Problem description |
How many lines of the data that follows contain the word "below"? Reply with the number alone.
── Dataset extract
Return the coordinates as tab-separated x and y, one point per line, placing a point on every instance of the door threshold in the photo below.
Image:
────
── Dataset extract
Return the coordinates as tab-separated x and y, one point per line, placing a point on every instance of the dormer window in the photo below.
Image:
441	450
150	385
────
Exercise answer |
2